# [WRITTEN REQUEST]
Collect every line from the items below that contains the word "blue".

# [INFORMATION SHOWN]
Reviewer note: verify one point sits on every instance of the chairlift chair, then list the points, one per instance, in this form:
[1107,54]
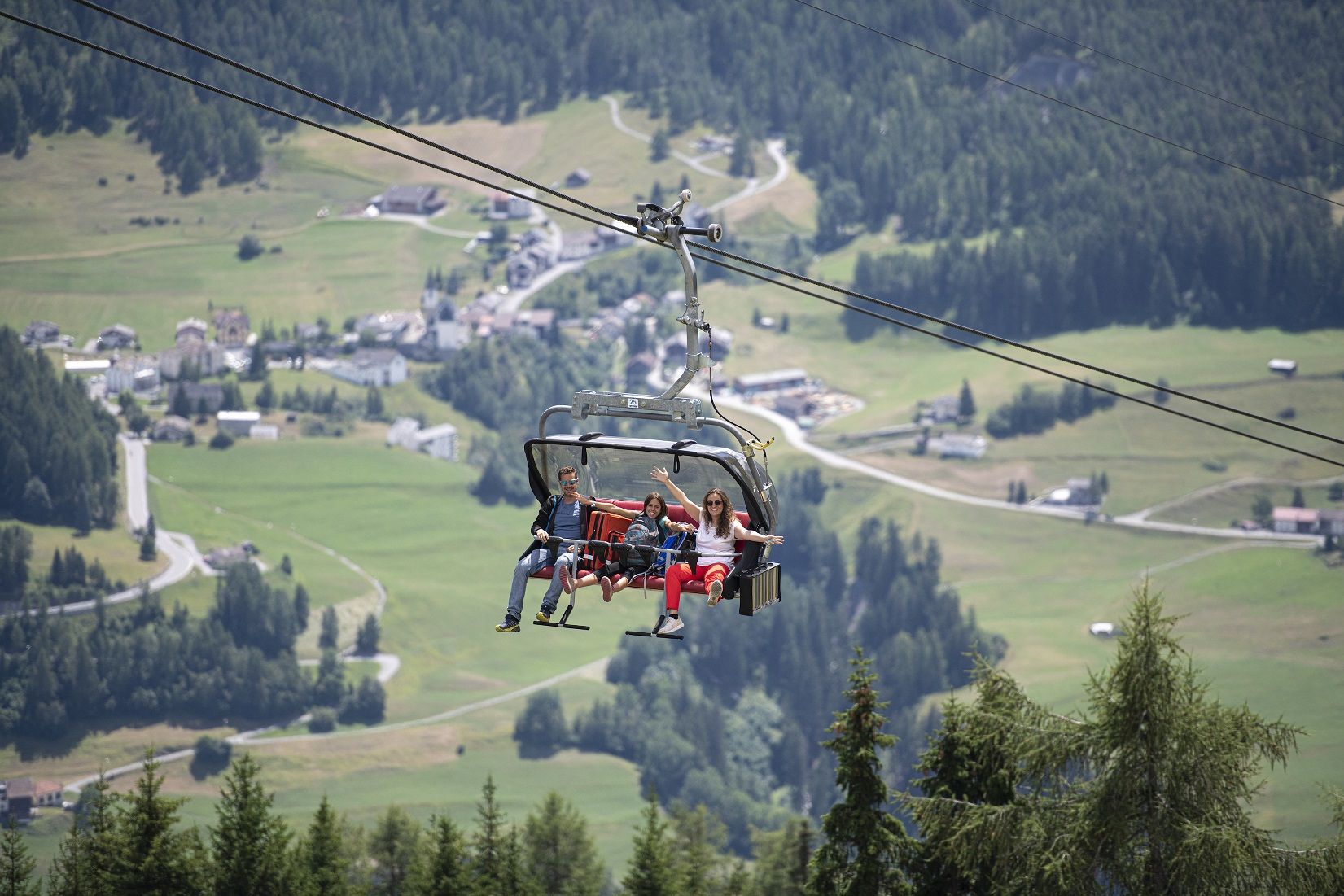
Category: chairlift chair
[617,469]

---

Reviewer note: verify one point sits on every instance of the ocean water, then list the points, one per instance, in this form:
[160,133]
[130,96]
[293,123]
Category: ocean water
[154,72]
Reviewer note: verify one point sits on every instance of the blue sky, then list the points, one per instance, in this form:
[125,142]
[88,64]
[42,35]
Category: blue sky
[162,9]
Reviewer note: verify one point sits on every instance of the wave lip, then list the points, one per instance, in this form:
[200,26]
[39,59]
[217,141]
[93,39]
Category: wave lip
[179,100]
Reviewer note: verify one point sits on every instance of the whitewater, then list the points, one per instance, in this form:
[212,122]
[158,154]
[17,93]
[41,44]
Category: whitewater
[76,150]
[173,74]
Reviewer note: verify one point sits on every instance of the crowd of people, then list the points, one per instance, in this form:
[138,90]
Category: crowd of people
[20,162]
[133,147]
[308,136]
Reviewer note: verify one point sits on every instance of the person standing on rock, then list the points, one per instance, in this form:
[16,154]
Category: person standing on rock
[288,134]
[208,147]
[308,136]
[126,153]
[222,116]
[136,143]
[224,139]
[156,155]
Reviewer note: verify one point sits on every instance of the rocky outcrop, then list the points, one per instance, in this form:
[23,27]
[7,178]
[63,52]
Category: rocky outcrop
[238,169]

---

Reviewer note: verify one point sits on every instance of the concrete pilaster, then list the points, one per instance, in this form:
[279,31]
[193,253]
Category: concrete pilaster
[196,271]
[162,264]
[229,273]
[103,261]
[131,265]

# [RESPONSE FOR THIS EXERCISE]
Reviewer note: verify one point sits on every instance of the blue sky, then list the points, one per instance, in this form:
Category: blue sky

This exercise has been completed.